• Work instruction: Going down the data below, set down exactly the line with "spot the palm tree." and each line after it through the line with "spot the green park lawn."; no other lines.

• Data to process:
------------
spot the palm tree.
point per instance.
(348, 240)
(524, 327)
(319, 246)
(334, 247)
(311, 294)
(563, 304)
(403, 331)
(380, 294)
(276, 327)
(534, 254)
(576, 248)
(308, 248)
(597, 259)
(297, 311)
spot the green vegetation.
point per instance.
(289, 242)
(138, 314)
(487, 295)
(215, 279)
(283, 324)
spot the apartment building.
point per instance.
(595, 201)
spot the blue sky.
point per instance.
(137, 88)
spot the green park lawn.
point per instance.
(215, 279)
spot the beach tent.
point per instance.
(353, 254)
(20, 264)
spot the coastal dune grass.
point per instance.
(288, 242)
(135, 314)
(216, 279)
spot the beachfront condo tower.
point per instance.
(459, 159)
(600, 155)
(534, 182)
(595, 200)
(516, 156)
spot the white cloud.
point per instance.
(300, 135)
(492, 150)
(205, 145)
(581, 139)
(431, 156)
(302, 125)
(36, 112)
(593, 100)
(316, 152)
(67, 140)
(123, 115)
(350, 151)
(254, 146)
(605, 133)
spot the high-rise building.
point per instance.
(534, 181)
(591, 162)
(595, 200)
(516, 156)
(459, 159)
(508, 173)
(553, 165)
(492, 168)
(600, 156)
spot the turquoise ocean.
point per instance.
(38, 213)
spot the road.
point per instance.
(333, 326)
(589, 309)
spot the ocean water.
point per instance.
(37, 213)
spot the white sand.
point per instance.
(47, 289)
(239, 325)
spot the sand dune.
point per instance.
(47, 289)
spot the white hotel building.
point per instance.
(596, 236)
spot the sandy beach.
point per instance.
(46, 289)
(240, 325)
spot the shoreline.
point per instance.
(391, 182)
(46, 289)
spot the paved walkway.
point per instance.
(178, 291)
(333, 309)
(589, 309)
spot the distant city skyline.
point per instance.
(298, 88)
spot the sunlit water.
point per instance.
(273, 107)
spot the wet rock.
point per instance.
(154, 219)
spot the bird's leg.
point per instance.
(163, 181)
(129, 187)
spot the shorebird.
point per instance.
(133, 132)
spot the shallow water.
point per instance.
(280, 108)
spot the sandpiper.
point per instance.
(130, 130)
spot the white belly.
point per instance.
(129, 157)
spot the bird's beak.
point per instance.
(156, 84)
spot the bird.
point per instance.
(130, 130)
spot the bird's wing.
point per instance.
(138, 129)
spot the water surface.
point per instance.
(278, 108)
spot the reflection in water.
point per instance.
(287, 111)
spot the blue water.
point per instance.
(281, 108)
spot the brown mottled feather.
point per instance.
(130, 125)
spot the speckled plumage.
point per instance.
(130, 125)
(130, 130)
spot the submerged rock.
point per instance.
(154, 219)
------------
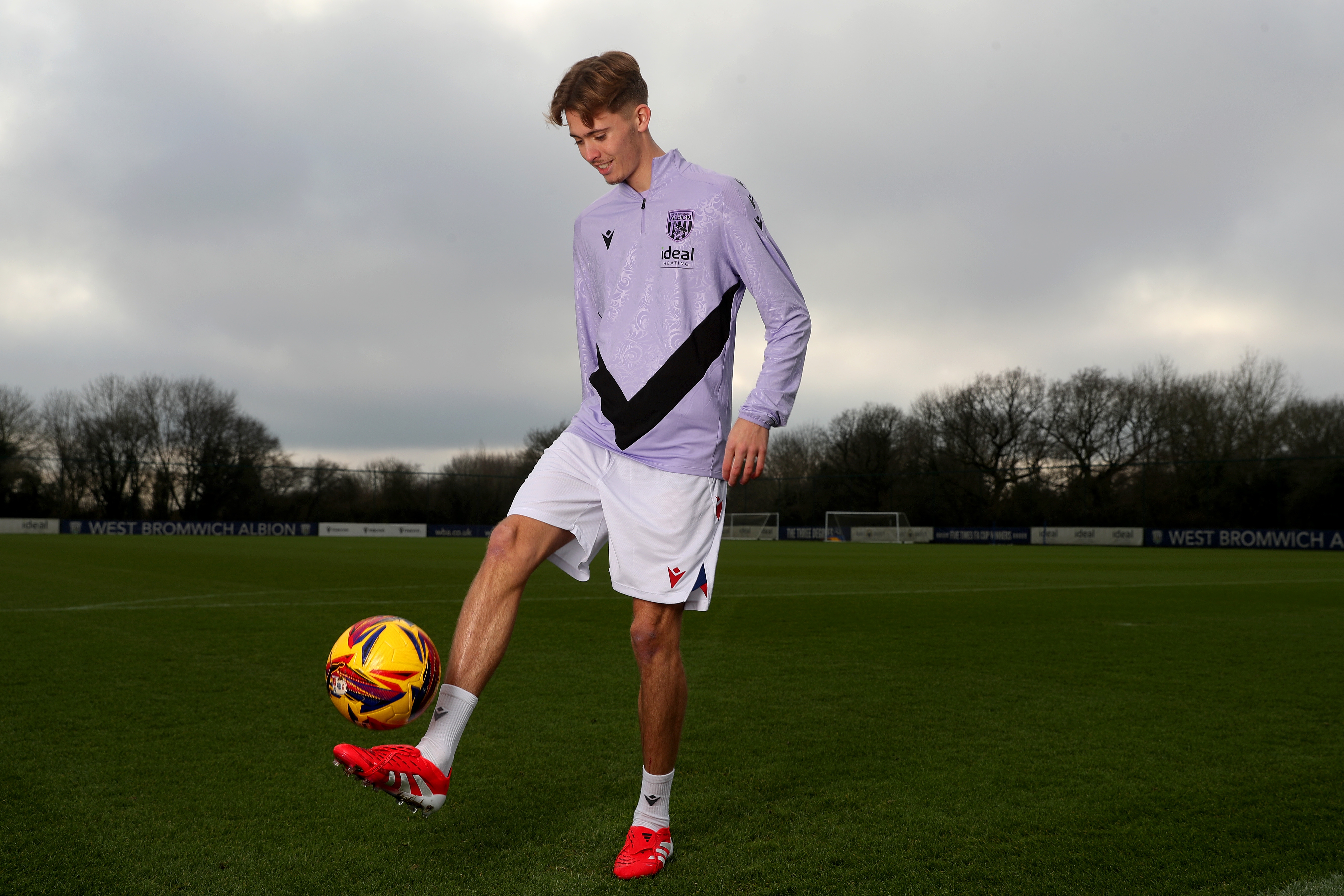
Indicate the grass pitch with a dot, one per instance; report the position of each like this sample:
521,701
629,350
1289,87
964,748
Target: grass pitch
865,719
------------
• Response area:
spot the palm tree.
point per instance.
(348, 240)
(524, 327)
(319, 246)
(334, 247)
(311, 294)
(563, 304)
(403, 331)
(380, 294)
(276, 327)
(534, 254)
(576, 248)
(308, 248)
(597, 259)
(297, 311)
spot the green vegetation.
point per instance.
(289, 242)
(138, 314)
(487, 295)
(215, 279)
(283, 324)
spot the apartment building.
point per instance.
(595, 201)
spot the blue sky.
point per instance.
(137, 88)
spot the green park lawn.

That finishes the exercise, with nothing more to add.